Когда он, возвышаясь над кафедрой с огромной логарифмической линейкой в руках, развивал еще не разрешенные математические проблемы, то все, кто слушал его, чувствовали, что принимают непосредственное участие в процессе рождения новых идей. Была только одна математическая проблема, так называемая «последняя теорема Ферма», от решения которой Гильберт умышленно воздерживался, хотя, разрешив ее, он мог бы приобрести целое состояние — сотню тысяч золотых марок. Эту сумму ученые, граждане города Дармштадта, еще в XVII в. завещали любому, кто сумеет найти правильное решение.

Поскольку такого человека не находилось, распорядители фонда имели право направить эту сумму на любой предмет. И они предоставили возможность знаменитым математикам и физикам ежегодно выступать с лекциями в Геттингене. Анри Пуанкаре, Г. А. Лоренц, Арнольд Зоммерфельд, Планк, Дебай, Нернст, Нильс Бор и Смолуховский были среди тех, кто на эти средства приглашался в Геттинген. «Это просто счастье, что я, вероятно, являюсь единственным человеком, который может разгрызть орешек, — говорил каждый раз Гильберт, когда ежегодно оказывалось, что представленные дилетантами и профессиональными математиками решения проблемы, как обычно, не отвечали требованиям. И я должен крепко позаботиться о том, чтобы не убить курицу, которая несет нам такие великолепные золотые яйца».
---+---
ЗАДАНИЯ К ТЕКСТУ —
**a)** Назовите всех ученых, которых, согласно отрывку о Гильберте, приглашали в Геттинген на деньги фонда.
**b)** Возобновите отрывок о Гильберте, начав сразу после его последней фразы.
Эти записи взяты из другого источника.
---+---
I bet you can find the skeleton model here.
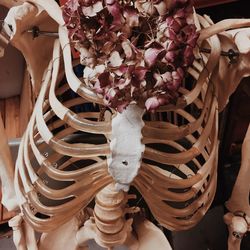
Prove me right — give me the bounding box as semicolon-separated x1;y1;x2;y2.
0;0;250;250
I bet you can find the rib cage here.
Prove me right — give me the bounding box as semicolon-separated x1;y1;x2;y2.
16;13;220;232
16;33;112;232
134;17;220;230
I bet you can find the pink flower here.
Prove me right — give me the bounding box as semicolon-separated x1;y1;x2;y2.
145;96;166;111
63;0;198;112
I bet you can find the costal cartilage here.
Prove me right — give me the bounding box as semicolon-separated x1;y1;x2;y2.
4;0;248;249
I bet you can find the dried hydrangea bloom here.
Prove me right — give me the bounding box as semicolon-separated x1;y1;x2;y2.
63;0;198;112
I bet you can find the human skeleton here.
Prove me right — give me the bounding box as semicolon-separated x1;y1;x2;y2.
0;0;250;250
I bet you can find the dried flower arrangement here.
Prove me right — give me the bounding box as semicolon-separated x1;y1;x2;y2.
63;0;198;112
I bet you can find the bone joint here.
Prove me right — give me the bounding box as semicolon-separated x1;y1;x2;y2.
1;0;249;250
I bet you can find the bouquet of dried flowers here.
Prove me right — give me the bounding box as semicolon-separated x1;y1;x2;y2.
63;0;198;112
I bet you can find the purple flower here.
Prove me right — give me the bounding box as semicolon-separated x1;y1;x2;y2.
63;0;198;112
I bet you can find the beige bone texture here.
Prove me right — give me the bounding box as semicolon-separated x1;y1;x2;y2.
1;0;249;250
3;2;58;95
0;113;18;211
224;125;250;250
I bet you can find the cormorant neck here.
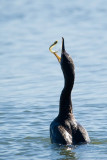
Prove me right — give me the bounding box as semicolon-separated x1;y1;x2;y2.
59;81;74;118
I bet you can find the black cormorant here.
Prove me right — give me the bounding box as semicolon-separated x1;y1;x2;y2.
49;38;90;145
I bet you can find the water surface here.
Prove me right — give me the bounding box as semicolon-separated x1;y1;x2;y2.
0;0;107;160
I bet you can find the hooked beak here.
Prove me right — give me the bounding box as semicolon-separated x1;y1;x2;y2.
49;41;61;63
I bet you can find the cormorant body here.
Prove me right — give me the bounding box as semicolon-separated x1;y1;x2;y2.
50;38;90;145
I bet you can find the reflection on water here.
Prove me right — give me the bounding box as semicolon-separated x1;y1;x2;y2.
0;0;107;160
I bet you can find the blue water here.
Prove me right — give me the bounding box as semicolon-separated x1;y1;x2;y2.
0;0;107;160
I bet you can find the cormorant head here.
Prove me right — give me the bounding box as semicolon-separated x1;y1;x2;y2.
49;37;75;84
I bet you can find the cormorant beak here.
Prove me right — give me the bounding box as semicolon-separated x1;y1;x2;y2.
49;41;61;63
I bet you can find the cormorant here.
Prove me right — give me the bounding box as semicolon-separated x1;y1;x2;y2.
49;38;90;145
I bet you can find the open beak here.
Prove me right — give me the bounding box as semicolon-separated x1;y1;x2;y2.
49;41;61;63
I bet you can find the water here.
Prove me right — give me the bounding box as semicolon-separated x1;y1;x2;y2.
0;0;107;160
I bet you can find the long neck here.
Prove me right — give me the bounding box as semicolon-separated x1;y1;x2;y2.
59;81;74;118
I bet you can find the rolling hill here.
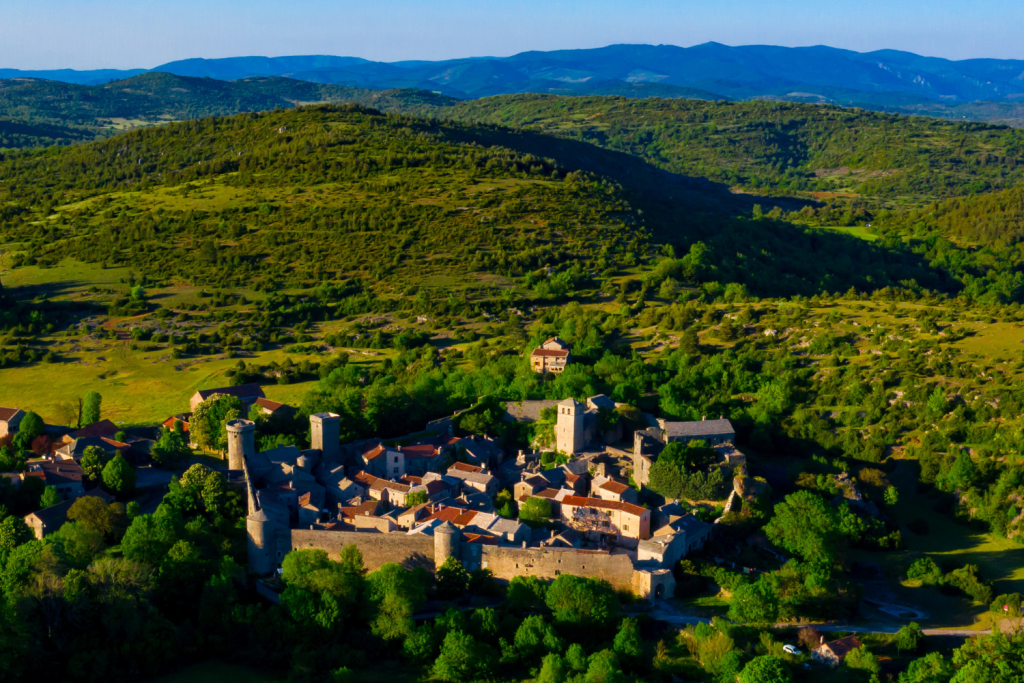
---+---
ИТОГОВЫЕ ОТВЕТЫ —
**a)** Анри Пуанкаре, Г. А. Лоренц, Арнольд Зоммерфельд, Планк, Дебай, Нернст, Нильс Бор, Смолуховский.

**b)**
Каждый четверг точно в три часа пополудни четыре «жреца» Математического института: Клейн, Рунге, Минковский и Гильберт собирались на веранде, выходящей в сад гильбертовского дома. Там стояла большая черная доска. Обсуждение новых формул часто начиналось именно в это время и именно здесь. Оно не прекращалось и в то время, когда участники бродили среди деревьев или по открытым полям в любую погоду, добираясь даже до дальнего отеля на холмах.

Здесь за чашкой кофе прославленный квартет обсуждал всевозможные вопросы, касавшиеся их личной жизни, любимого университета и вообще всего мира. Часто эти беседы прерывались громким смехом, который давал передышку их умам, достигавшим границ недоступного.

Одним из многочисленных новшеств, которыми изобретательный талант Клейна обогатил Геттинген, было создание математического читального зала в здании аудиториума. Здесь имелись не только ведущая периодическая литература мира по математике и физике, но и различные руководства, учебники, конспекты и полные машинописные тексты читаемых лекций. Преподаватели и студенты могли в полном спокойствии работать здесь между лекциями и, что зачастую оказывалось еще более важным, спорить по изучаемым предметам. Дебаты между физиками и математиками никогда не прекращались.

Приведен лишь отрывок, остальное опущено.